- Opening Delimiter -

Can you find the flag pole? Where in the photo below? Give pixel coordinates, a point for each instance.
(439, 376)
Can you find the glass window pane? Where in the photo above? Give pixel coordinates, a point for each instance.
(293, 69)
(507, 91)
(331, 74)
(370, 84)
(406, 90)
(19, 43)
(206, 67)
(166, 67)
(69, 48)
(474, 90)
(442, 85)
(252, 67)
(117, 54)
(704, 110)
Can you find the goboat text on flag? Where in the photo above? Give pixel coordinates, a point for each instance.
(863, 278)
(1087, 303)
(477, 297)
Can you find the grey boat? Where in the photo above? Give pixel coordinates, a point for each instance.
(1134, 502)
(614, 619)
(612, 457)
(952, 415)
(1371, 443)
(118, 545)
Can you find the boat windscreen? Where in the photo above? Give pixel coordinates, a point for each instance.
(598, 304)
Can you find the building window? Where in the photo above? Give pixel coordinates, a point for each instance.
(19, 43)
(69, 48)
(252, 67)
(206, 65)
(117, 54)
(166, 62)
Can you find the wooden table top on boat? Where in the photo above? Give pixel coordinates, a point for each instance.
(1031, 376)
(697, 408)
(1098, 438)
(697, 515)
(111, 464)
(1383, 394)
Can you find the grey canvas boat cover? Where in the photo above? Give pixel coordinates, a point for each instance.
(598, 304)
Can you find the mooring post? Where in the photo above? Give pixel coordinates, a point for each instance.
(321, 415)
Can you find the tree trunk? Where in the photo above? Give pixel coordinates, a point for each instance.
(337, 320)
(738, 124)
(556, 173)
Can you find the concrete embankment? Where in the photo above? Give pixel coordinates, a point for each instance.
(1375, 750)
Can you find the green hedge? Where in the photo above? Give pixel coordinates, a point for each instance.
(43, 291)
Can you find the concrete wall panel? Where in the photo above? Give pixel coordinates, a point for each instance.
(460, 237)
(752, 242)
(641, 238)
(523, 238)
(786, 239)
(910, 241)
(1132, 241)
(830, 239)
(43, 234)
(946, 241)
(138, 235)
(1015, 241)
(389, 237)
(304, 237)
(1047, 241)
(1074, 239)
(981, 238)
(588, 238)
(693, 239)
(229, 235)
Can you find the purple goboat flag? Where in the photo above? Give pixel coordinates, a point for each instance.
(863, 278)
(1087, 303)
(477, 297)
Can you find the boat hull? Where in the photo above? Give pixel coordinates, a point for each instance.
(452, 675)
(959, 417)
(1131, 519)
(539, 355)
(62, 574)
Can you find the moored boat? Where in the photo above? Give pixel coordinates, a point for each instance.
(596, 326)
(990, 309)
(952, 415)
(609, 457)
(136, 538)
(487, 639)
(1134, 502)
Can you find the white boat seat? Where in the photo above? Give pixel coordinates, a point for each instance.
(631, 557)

- Closing Delimiter -

• [EXERCISE PROMPT] Send back all the records above word for word.

• [WRITTEN ANSWER]
Can you find the flag pole? Where in the photo below? Give pixel coordinates, a point for each instance.
(439, 376)
Can you find the glass window pane? Where in the photo above? Give pixel coordinates, a point for each instance.
(293, 69)
(507, 91)
(331, 74)
(370, 84)
(406, 90)
(19, 43)
(206, 67)
(166, 67)
(69, 48)
(474, 90)
(442, 85)
(252, 67)
(117, 54)
(704, 110)
Can you find the goboat text on flag? Where in the photo above? Give pixel coordinates, a point for each instance.
(863, 278)
(1087, 303)
(477, 297)
Can you find the grey boat? Where in the photo above? Give pixel coordinates, a point for each instance.
(1134, 502)
(614, 619)
(612, 457)
(952, 415)
(1371, 443)
(118, 545)
Can you find the boat windscreen? Where in the photo above? Give pixel coordinates, a point for each instance.
(598, 304)
Can you find the building window? Where in the photo above? Give pixel coordinates, a point for each instance.
(19, 43)
(69, 48)
(252, 67)
(206, 65)
(117, 54)
(166, 62)
Can you find the wooden table top on boat? Where in the photo above? Give pixel coordinates, a point for each instance.
(1031, 376)
(697, 408)
(1098, 438)
(697, 515)
(111, 464)
(1383, 394)
Can you find the grey canvas boat cover? Where in the photo above? Give pixel coordinates, a point for each instance.
(598, 304)
Can you find the mooring post? Where in the photo above? Give pixel coordinates, a point for each instance.
(321, 415)
Can you find the tree trunk? Where in the photo above? Give pixel coordinates, a point for each instance.
(337, 320)
(738, 124)
(556, 173)
Can you find the concrete embankment? Where in the photo above? Give pixel coordinates, a point for each instance.
(1375, 750)
Can you find the green hedge? Where in the photo above? Give pixel coordinates, a point for each instance.
(43, 291)
Can you find the concrete wall panel? Where in the photo above? Give pixel coordinates, a point for each instance.
(460, 237)
(752, 242)
(641, 238)
(523, 238)
(786, 239)
(910, 241)
(1132, 241)
(830, 239)
(43, 234)
(946, 241)
(138, 235)
(1015, 241)
(389, 237)
(304, 237)
(1047, 241)
(1074, 239)
(981, 238)
(588, 238)
(693, 239)
(229, 235)
Can you find the purple goboat flag? Where in the photo above? Give pixel coordinates, a point for each instance.
(863, 278)
(1087, 303)
(477, 297)
Can you find the boat hull? Where in the photo above? Give pixel coordinates, a point for each instance.
(452, 675)
(959, 417)
(1131, 519)
(539, 355)
(62, 574)
Can you find the moored boat? Where in the photo above? Give pixel coordinates, a point for each instance.
(596, 326)
(990, 309)
(952, 415)
(609, 457)
(136, 538)
(487, 639)
(1134, 502)
Can you find the white boat seat? Where in the photo above? Give pixel coordinates, a point for each instance.
(631, 557)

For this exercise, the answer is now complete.